■ CHALLENGE
Look below for the line containing "Question. For each instance of the fender". Output it and each remaining line of the entries exactly, and nothing else.

*****

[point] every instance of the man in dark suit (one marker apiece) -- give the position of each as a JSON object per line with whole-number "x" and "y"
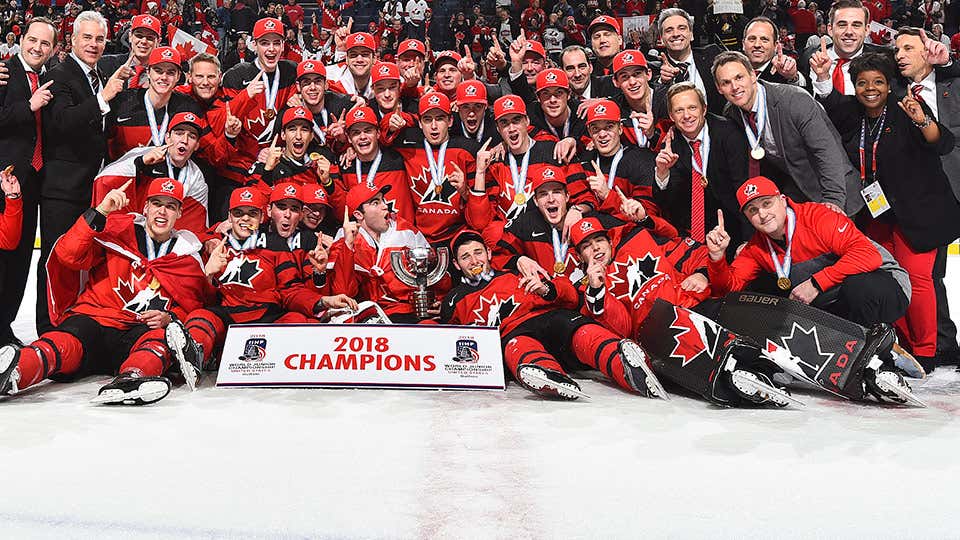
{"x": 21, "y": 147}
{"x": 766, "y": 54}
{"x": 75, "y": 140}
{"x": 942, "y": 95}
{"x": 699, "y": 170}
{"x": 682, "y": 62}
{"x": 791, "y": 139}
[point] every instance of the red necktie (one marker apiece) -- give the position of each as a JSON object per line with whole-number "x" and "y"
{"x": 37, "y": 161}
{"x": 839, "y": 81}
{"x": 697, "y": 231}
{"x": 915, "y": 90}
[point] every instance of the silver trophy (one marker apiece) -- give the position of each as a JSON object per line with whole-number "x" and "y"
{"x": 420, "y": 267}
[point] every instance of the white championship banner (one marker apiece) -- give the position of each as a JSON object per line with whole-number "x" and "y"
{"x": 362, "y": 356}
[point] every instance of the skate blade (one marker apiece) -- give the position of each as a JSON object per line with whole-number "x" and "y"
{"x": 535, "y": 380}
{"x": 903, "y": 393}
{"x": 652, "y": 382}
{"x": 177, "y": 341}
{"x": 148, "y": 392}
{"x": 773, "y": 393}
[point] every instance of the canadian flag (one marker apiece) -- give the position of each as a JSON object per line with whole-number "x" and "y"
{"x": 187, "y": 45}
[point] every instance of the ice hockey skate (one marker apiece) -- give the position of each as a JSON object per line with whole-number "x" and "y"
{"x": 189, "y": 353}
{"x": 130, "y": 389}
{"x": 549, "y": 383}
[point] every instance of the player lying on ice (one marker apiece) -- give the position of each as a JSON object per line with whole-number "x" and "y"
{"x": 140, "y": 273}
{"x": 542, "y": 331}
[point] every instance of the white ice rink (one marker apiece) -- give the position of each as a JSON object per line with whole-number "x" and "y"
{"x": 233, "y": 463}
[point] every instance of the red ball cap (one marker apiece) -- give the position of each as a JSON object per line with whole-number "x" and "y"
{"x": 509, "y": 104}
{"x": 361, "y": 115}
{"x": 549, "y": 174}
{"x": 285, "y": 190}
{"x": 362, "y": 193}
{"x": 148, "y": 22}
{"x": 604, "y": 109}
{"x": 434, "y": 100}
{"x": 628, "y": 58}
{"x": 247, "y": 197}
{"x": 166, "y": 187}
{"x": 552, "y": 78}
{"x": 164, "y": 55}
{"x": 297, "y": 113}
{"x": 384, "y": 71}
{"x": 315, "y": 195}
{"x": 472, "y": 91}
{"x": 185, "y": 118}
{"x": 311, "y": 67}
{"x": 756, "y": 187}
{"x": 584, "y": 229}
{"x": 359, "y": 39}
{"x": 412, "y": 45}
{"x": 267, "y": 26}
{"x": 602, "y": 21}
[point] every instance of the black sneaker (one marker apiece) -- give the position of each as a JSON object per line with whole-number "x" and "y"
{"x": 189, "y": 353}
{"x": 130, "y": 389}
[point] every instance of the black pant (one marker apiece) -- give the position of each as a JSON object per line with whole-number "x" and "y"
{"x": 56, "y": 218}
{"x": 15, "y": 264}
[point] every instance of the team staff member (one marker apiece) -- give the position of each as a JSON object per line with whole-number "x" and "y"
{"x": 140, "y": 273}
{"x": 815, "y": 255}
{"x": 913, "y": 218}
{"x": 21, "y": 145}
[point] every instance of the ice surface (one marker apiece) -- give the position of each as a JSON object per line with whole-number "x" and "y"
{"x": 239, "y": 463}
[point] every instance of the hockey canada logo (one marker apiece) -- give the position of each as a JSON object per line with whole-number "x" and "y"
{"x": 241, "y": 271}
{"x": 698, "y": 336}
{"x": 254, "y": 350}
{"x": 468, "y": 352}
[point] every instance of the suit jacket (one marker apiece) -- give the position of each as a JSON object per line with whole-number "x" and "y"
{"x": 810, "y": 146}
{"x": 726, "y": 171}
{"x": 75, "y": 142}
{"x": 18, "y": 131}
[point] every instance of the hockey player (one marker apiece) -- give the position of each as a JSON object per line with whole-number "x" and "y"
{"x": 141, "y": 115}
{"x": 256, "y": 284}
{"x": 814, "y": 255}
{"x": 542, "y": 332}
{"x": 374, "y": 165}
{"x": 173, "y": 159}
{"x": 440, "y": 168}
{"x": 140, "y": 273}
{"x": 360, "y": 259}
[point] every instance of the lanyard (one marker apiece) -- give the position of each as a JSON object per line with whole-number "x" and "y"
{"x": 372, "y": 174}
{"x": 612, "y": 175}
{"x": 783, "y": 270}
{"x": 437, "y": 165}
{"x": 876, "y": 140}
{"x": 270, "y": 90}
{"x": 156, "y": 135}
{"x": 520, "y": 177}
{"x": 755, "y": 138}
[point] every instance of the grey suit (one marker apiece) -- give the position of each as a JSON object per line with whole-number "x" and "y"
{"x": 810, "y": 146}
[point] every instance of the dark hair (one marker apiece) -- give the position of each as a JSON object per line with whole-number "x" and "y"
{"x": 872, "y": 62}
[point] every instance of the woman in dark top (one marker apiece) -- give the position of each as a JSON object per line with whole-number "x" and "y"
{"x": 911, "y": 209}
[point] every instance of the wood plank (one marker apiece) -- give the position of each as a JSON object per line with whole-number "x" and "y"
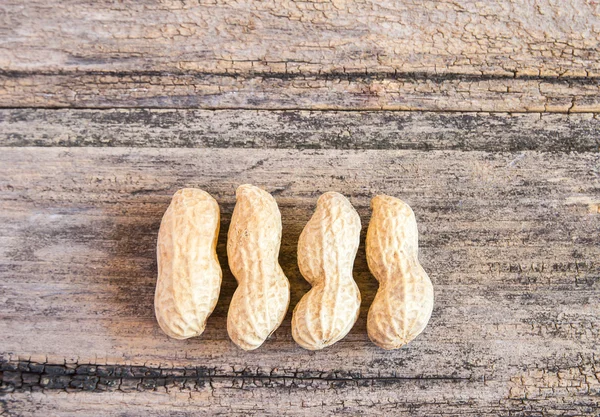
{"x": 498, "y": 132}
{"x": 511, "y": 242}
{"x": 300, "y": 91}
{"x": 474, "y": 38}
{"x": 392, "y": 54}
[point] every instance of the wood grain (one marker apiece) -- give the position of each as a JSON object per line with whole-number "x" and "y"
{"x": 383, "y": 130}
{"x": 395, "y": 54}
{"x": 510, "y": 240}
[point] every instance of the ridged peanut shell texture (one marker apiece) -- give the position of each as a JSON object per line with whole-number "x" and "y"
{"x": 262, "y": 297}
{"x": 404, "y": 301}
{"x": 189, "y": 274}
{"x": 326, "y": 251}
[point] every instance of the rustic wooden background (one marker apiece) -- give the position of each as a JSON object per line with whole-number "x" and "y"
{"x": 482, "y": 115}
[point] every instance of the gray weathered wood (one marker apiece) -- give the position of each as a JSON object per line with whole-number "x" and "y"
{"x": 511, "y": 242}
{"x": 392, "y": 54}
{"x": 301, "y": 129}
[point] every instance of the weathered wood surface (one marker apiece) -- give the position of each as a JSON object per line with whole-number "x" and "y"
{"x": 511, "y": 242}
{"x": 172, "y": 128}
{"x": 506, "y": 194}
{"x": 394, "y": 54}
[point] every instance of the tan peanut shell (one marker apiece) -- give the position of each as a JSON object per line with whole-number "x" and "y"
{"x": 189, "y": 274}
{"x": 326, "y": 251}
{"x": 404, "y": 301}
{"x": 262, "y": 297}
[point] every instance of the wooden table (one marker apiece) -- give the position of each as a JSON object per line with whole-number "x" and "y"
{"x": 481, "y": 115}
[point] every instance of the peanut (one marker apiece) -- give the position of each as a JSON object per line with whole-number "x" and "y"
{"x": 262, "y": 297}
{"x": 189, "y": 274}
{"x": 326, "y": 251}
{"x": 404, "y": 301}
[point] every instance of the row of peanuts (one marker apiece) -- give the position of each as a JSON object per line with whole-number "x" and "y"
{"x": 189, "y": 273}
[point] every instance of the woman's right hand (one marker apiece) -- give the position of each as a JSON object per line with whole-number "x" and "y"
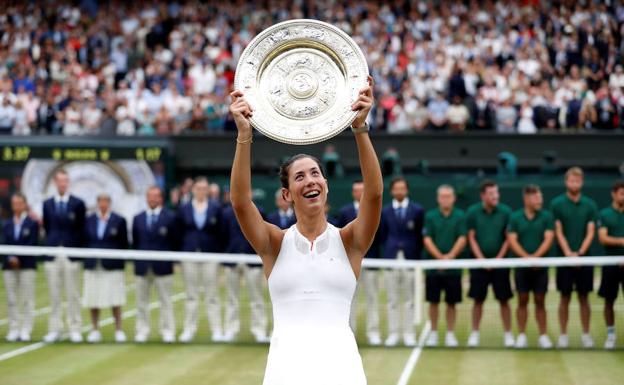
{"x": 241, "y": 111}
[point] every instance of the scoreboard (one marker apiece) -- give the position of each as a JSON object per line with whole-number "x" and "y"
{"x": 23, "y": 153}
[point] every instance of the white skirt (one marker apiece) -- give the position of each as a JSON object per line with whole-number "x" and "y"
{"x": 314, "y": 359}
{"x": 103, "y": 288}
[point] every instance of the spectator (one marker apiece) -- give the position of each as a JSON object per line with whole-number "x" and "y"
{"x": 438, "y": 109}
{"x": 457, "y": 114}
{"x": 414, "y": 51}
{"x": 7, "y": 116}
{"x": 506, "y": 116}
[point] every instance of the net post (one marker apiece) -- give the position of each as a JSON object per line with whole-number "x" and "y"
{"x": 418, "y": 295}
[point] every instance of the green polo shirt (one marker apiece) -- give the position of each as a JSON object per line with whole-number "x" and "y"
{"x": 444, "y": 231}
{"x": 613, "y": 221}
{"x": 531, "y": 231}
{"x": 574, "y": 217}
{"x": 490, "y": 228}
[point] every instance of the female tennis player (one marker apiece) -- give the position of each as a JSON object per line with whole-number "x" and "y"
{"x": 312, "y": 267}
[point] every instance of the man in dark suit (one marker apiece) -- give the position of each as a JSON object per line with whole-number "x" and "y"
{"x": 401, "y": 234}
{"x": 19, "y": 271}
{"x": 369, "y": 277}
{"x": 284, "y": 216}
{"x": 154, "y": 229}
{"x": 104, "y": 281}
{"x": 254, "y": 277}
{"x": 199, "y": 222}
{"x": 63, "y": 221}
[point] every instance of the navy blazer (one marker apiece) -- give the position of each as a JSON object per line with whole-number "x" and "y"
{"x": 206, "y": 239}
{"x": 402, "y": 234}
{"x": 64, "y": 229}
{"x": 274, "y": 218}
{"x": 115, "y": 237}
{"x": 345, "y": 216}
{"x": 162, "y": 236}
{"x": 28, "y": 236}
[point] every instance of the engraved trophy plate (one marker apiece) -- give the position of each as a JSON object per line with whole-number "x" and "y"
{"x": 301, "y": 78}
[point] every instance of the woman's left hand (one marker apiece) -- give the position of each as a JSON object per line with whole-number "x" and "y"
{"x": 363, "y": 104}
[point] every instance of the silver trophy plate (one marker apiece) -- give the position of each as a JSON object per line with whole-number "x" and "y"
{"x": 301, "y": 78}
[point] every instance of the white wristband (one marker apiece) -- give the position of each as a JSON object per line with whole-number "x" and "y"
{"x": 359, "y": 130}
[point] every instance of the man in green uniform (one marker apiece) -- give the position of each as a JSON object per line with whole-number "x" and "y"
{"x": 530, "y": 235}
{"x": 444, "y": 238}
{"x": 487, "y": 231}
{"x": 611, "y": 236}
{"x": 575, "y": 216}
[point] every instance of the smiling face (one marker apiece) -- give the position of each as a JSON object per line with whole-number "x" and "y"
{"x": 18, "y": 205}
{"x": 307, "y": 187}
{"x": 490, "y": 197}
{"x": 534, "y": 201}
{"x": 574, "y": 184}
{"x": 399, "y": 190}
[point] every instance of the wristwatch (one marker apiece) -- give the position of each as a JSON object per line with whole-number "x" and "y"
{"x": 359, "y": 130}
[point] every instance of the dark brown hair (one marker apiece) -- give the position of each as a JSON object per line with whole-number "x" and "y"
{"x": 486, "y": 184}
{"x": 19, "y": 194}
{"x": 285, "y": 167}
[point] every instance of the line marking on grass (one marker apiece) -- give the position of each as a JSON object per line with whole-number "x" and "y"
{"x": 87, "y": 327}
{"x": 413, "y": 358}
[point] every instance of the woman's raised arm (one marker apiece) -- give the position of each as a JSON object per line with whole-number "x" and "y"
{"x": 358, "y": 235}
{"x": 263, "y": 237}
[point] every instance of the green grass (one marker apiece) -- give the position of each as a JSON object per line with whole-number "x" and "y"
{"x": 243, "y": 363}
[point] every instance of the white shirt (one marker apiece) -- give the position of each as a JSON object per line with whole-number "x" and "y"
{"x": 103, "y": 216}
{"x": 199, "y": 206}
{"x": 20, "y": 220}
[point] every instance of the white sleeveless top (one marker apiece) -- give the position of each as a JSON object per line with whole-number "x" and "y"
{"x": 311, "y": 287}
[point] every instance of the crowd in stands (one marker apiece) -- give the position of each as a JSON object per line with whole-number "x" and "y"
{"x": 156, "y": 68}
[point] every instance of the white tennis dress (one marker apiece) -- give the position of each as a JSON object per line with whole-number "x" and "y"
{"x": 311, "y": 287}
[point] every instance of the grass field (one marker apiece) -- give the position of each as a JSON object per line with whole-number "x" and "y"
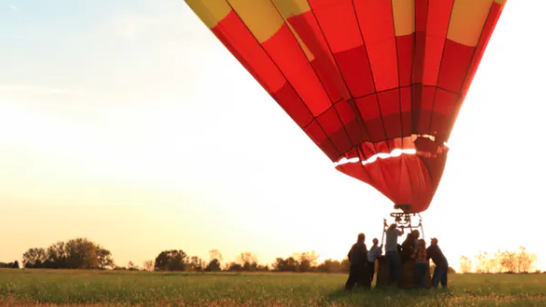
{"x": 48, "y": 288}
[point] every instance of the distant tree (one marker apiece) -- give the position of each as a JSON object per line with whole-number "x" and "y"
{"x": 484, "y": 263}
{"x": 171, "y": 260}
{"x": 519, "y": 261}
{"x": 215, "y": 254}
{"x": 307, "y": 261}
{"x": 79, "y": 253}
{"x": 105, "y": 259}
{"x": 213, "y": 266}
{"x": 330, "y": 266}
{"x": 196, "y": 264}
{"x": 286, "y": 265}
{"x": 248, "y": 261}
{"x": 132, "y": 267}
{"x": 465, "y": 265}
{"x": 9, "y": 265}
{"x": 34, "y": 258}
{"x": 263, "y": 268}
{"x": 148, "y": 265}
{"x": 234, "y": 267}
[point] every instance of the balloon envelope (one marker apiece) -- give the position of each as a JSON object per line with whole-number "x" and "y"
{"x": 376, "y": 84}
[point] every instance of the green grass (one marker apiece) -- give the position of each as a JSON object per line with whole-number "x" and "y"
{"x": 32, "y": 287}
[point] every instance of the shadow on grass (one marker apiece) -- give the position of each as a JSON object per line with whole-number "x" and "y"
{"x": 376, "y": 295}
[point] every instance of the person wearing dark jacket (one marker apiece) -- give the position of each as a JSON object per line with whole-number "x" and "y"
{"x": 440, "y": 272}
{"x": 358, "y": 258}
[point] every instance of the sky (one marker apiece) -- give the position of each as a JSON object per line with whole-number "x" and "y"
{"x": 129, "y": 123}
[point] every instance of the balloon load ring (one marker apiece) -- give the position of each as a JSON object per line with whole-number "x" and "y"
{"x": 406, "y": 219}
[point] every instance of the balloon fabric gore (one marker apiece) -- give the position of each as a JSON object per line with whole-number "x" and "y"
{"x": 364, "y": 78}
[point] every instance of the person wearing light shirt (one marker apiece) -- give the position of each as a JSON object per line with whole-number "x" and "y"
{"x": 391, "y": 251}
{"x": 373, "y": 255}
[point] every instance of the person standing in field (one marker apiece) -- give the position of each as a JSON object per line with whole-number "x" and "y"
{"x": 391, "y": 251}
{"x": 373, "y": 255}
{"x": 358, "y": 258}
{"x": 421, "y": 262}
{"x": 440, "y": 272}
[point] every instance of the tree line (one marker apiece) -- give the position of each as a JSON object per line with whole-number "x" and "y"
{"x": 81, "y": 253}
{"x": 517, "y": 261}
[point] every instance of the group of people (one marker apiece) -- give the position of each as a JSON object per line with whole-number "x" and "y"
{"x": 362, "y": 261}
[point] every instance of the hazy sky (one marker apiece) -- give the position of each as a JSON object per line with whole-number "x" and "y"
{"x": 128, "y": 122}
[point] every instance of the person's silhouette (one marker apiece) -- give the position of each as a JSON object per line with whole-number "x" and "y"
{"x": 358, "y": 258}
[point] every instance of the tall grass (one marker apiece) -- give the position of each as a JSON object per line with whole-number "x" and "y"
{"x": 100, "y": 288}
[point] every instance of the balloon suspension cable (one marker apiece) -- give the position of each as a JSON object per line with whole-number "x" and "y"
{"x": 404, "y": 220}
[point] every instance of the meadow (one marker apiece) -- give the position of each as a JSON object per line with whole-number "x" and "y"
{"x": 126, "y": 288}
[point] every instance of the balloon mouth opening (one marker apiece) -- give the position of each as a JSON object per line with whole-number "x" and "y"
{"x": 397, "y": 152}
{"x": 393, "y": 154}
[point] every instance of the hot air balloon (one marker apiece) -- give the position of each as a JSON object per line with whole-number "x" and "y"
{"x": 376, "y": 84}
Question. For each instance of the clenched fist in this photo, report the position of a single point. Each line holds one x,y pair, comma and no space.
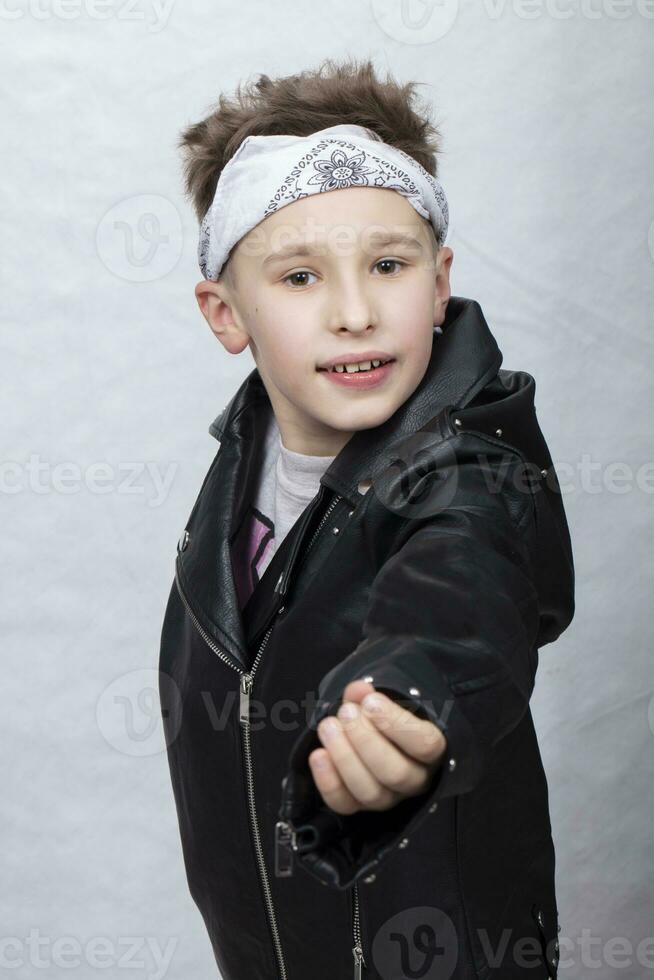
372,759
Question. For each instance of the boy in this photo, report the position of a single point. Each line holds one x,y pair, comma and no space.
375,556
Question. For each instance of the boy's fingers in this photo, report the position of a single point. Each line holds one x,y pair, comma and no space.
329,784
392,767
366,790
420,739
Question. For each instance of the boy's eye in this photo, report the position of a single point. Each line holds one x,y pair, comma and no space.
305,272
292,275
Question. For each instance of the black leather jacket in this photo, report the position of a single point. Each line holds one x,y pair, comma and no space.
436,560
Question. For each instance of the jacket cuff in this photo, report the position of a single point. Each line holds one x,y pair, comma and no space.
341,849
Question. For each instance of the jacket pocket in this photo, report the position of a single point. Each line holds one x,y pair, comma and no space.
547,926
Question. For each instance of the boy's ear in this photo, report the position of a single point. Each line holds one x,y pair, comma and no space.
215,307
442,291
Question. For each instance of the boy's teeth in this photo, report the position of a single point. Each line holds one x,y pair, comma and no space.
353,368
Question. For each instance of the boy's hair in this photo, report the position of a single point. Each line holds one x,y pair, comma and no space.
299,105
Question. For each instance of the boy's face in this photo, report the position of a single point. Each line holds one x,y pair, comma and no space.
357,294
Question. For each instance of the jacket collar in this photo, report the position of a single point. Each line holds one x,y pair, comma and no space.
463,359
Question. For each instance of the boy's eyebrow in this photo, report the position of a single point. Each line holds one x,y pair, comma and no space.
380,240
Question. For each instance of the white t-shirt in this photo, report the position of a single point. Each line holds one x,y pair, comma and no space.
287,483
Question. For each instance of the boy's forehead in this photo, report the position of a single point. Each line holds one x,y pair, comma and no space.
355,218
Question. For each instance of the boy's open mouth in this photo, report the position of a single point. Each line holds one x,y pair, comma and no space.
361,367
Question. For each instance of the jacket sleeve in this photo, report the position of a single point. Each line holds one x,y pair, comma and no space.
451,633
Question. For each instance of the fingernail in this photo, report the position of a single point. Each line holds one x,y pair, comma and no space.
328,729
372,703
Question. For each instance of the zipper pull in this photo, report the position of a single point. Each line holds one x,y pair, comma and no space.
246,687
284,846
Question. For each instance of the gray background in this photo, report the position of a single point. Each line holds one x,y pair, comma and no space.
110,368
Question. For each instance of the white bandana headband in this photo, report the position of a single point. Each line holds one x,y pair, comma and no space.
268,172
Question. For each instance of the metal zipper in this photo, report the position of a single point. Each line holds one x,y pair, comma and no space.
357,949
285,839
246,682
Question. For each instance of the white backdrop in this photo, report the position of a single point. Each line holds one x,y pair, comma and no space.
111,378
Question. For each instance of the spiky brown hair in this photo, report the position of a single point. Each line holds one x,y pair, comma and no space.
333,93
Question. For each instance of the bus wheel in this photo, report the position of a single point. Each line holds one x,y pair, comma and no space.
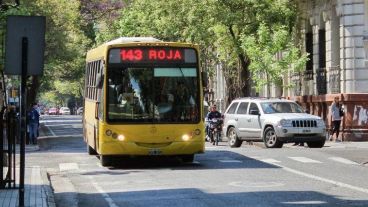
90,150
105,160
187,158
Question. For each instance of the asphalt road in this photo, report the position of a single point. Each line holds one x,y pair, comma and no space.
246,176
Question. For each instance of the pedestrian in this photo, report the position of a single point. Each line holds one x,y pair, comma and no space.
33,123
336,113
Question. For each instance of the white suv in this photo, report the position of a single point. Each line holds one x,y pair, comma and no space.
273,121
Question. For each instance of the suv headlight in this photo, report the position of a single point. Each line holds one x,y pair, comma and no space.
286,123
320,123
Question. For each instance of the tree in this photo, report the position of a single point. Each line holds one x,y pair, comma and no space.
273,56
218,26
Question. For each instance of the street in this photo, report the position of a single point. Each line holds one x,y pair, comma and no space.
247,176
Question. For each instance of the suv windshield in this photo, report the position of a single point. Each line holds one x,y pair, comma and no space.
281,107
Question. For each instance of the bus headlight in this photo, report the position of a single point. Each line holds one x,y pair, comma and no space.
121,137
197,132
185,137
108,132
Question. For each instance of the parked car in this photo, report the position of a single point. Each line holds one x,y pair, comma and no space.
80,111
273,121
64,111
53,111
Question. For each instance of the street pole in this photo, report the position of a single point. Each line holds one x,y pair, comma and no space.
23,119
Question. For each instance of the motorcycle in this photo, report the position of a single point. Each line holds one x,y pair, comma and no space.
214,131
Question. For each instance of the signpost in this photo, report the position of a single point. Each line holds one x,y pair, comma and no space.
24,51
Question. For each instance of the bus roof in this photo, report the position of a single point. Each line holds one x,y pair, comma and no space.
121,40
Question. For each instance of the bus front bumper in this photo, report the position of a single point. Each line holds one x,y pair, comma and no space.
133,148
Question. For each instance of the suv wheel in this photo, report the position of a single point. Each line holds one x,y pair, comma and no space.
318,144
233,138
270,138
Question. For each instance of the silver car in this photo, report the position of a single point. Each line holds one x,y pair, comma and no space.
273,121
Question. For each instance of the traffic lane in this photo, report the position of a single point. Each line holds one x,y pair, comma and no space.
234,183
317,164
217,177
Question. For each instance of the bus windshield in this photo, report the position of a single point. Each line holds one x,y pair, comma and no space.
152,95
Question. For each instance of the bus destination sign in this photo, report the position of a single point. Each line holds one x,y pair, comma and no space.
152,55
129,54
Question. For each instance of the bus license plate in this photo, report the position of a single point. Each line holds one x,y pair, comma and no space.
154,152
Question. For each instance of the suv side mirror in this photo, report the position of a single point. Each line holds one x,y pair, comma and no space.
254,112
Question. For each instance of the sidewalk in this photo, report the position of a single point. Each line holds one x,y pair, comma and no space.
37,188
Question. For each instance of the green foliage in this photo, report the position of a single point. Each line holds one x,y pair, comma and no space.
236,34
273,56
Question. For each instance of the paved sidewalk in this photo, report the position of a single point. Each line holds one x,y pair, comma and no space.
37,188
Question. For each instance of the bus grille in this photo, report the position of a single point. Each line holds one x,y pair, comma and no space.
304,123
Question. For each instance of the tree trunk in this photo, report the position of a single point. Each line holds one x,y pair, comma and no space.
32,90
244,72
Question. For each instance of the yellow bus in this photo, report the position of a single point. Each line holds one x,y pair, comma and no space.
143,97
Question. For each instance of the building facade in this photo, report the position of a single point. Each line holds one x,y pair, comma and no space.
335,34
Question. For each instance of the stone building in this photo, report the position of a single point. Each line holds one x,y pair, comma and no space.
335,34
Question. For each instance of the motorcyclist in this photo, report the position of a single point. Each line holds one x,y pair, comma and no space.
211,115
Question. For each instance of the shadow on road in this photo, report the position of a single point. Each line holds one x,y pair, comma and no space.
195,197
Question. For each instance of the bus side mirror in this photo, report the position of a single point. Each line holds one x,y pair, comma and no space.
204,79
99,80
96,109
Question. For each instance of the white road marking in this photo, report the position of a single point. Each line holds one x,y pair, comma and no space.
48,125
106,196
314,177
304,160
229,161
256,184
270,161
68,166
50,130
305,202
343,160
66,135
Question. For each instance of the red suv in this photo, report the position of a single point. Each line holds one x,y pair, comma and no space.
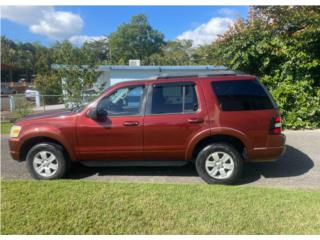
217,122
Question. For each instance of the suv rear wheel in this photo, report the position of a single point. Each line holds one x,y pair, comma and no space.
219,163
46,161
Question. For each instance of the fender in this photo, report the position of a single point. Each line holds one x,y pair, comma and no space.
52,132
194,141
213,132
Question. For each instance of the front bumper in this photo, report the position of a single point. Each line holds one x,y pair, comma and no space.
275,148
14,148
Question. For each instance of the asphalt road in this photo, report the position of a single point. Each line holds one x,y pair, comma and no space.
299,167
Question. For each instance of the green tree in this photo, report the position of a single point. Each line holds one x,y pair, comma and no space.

*****

■ RESPONSE TO THIS TASK
Question. For each instance of the fender in this photo, report the position of a single point. Each line holds one x,y pair, comma and no space.
52,132
194,141
213,132
Question. For each instance of the front bumper in this photo, report the position of a single point. Each line holds one x,y pair, comma and no space.
275,148
14,148
Question. For each instance of the asphalt road in this photo, report the position of a single point. Each line holds one x,y pair, comma and no space.
299,167
Question. For each instance of the green tree in this photo, report the position of a single point. Each line holds one x,y pair, comma and no space.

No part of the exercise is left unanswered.